[Saved entries]
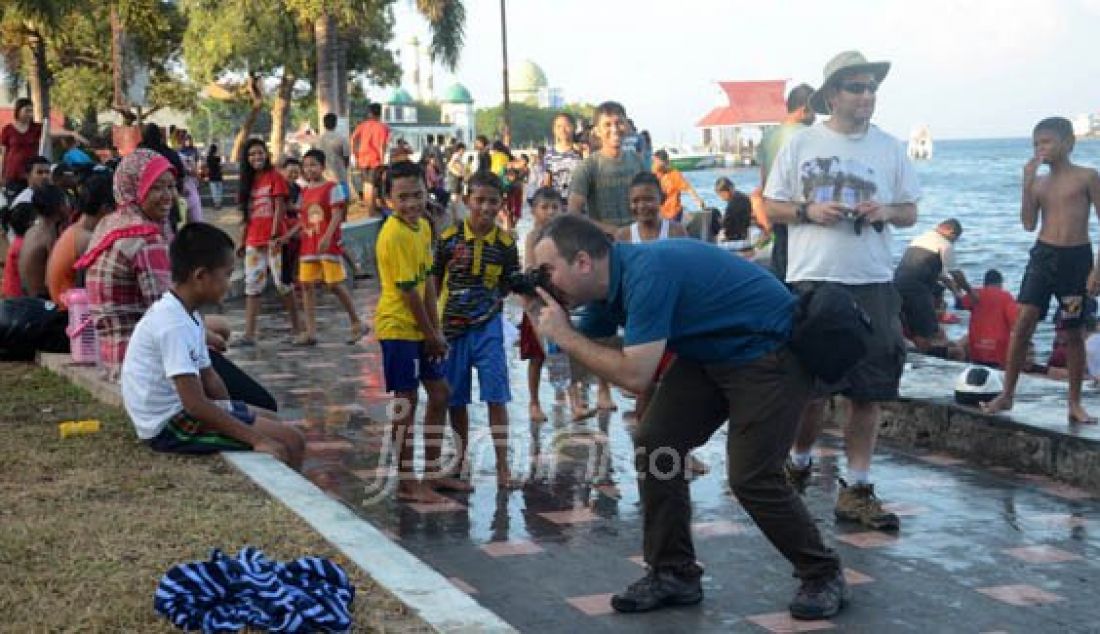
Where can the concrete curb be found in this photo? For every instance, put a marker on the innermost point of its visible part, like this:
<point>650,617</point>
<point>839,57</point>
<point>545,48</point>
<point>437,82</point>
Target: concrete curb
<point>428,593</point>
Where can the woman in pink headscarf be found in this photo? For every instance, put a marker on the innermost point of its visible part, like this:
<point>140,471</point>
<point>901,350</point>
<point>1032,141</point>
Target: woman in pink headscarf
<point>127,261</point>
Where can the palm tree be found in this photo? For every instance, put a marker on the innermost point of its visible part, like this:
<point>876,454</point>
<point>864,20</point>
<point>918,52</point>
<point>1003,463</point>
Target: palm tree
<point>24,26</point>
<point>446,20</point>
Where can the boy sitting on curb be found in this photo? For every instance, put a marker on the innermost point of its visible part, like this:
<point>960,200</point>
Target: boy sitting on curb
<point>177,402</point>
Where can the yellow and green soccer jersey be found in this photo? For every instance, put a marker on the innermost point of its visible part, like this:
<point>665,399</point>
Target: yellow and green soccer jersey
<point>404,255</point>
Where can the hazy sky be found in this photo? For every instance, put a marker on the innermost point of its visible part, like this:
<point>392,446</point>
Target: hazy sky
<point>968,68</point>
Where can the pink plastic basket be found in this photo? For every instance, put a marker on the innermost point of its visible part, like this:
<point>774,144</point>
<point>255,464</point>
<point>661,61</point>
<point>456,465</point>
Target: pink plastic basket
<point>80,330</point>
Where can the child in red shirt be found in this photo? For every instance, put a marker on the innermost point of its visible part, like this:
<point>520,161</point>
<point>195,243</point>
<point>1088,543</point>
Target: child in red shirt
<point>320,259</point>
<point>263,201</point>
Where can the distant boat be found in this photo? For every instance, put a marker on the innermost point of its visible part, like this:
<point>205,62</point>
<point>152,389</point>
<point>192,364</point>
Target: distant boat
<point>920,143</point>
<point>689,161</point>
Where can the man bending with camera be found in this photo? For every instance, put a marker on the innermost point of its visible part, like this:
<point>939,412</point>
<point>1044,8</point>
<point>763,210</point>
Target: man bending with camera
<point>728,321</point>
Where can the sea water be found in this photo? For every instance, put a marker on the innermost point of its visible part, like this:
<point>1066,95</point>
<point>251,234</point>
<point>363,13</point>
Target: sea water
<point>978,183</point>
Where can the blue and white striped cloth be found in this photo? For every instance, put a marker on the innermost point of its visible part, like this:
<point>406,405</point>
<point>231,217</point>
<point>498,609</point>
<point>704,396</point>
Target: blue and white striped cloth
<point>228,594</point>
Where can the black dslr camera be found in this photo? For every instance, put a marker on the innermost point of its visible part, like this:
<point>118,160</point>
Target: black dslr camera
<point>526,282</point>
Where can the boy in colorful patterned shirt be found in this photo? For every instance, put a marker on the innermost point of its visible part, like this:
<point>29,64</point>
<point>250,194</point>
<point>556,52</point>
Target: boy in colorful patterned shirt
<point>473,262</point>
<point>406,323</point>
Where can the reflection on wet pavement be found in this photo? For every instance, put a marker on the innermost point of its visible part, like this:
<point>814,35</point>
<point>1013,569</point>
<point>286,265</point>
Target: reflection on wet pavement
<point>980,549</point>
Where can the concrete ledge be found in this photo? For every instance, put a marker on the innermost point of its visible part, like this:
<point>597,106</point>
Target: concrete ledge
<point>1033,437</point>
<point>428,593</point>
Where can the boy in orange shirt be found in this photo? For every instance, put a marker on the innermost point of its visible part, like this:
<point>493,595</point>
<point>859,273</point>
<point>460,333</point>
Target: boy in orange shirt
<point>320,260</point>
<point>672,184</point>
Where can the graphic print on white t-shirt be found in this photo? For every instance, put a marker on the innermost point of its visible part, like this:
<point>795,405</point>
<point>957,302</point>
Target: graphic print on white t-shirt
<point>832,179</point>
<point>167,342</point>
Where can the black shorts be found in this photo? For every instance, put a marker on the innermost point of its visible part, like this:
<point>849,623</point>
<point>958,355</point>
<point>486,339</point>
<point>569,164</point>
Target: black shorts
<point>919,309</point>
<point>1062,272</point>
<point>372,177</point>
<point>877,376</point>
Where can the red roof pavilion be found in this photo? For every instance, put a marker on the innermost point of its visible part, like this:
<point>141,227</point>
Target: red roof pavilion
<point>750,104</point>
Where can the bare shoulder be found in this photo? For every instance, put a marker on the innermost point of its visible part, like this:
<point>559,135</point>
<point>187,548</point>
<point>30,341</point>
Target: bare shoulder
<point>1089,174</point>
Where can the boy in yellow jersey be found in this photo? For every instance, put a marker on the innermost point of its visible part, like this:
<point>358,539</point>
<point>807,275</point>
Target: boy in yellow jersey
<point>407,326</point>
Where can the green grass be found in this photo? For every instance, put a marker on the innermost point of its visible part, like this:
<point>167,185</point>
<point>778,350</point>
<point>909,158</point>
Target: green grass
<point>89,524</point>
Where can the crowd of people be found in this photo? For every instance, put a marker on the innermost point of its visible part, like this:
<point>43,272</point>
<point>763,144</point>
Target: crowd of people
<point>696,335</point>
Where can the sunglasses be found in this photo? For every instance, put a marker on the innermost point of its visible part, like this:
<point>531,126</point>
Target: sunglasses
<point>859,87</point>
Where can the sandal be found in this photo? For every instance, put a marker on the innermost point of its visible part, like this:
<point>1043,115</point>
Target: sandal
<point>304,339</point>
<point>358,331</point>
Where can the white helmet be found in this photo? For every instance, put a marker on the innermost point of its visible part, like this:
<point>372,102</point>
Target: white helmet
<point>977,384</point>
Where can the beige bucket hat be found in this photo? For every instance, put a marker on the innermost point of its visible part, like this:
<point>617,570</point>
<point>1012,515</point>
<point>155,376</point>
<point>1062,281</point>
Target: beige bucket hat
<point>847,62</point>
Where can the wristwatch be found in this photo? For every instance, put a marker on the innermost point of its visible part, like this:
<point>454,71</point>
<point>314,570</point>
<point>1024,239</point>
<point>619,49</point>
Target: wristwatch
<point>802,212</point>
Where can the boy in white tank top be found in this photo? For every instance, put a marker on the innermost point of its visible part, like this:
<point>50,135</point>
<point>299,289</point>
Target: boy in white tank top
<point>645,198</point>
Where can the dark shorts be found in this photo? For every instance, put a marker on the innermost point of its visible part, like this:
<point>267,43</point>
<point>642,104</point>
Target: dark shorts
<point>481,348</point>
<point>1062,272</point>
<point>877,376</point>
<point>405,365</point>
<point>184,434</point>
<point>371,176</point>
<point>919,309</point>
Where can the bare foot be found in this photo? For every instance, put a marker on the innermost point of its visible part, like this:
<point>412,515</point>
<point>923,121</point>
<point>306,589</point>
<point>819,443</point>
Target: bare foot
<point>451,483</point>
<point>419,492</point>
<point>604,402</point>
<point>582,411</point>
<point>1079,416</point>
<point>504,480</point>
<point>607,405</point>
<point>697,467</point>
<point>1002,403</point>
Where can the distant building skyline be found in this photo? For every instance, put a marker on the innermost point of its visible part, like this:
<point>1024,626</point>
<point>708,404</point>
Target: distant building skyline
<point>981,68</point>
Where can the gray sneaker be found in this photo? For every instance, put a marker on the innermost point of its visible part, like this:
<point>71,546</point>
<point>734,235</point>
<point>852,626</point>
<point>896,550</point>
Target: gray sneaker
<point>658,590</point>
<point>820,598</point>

...

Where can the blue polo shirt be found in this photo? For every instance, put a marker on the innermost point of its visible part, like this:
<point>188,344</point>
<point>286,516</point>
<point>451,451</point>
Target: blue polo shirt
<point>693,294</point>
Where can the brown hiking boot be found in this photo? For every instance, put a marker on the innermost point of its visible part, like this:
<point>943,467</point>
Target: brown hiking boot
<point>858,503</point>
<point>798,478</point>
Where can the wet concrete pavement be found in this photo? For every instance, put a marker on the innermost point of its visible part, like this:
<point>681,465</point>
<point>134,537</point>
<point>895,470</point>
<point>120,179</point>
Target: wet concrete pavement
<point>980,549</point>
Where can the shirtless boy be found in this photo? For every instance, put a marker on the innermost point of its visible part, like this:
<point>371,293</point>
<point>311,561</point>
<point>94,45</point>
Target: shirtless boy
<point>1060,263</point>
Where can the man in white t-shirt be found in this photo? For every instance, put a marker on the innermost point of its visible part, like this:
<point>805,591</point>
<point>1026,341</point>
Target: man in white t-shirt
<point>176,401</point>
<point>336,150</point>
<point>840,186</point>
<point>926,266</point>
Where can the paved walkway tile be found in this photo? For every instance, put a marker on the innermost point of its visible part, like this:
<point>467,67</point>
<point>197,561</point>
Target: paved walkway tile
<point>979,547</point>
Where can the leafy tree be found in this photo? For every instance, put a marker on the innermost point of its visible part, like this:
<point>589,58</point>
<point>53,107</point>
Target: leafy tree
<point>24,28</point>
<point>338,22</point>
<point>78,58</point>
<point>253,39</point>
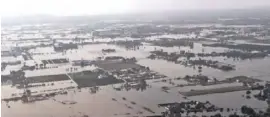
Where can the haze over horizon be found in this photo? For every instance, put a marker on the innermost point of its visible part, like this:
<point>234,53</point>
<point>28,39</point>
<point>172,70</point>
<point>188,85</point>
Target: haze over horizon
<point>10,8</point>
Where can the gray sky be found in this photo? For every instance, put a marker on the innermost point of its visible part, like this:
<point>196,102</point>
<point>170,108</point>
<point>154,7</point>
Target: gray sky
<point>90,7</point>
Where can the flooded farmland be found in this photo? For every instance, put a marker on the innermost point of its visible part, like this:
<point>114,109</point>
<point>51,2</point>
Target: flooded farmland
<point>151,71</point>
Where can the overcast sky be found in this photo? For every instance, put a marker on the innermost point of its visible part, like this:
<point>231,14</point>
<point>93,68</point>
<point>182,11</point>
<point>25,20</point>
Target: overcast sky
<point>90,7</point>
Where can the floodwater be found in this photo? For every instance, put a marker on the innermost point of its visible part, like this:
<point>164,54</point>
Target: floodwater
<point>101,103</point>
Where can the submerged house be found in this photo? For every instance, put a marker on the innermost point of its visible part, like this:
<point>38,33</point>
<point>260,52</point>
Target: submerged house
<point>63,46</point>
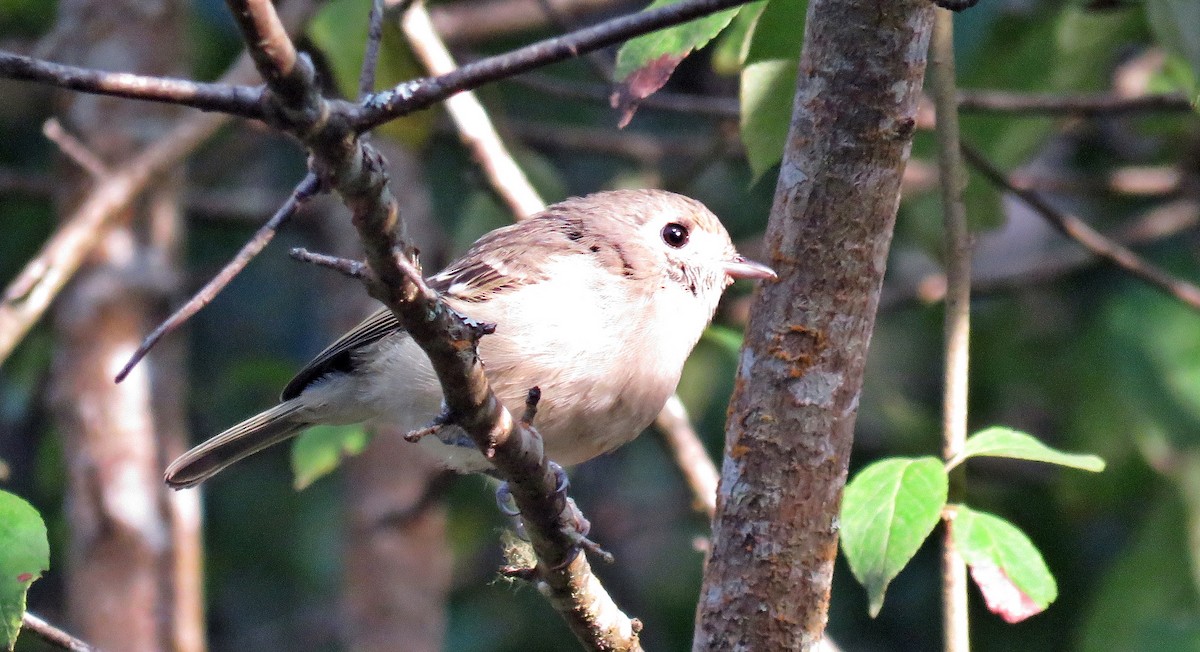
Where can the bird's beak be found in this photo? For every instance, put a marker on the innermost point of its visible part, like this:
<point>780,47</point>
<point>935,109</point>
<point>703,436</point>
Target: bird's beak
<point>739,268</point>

■ EXERCISE DIRECTIONS
Taking the lines above, repeat exactly those from the line that contains "Target: green grass" through the line that contains "<point>617,570</point>", and both of those lines as well. Include nothing else.

■ ANSWER FOR THIS EXERCISE
Target: green grass
<point>89,524</point>
Where can the crowd of people be found in this photo? For every instance, put a marker on the innermost point of its visible part, like this:
<point>43,272</point>
<point>763,144</point>
Target: crowd of people
<point>696,335</point>
Where can the sunglasses be found in this photo? For every instance, put a marker on the innermost point of its visible part, like this:
<point>531,126</point>
Target: sunglasses
<point>859,87</point>
Where can the sandal be found in this photo? For every instance, put a marker on the innermost point of its visible part, like this:
<point>1043,115</point>
Target: sandal
<point>304,339</point>
<point>358,331</point>
Where can the white helmet be found in this photo? For every instance, put a marker on the innermost point of its visible part, like this:
<point>372,102</point>
Target: white helmet
<point>977,384</point>
Where can the beige bucket hat be found in this photo? For every instance, put a marker on the innermost point of its visible part, like this:
<point>617,570</point>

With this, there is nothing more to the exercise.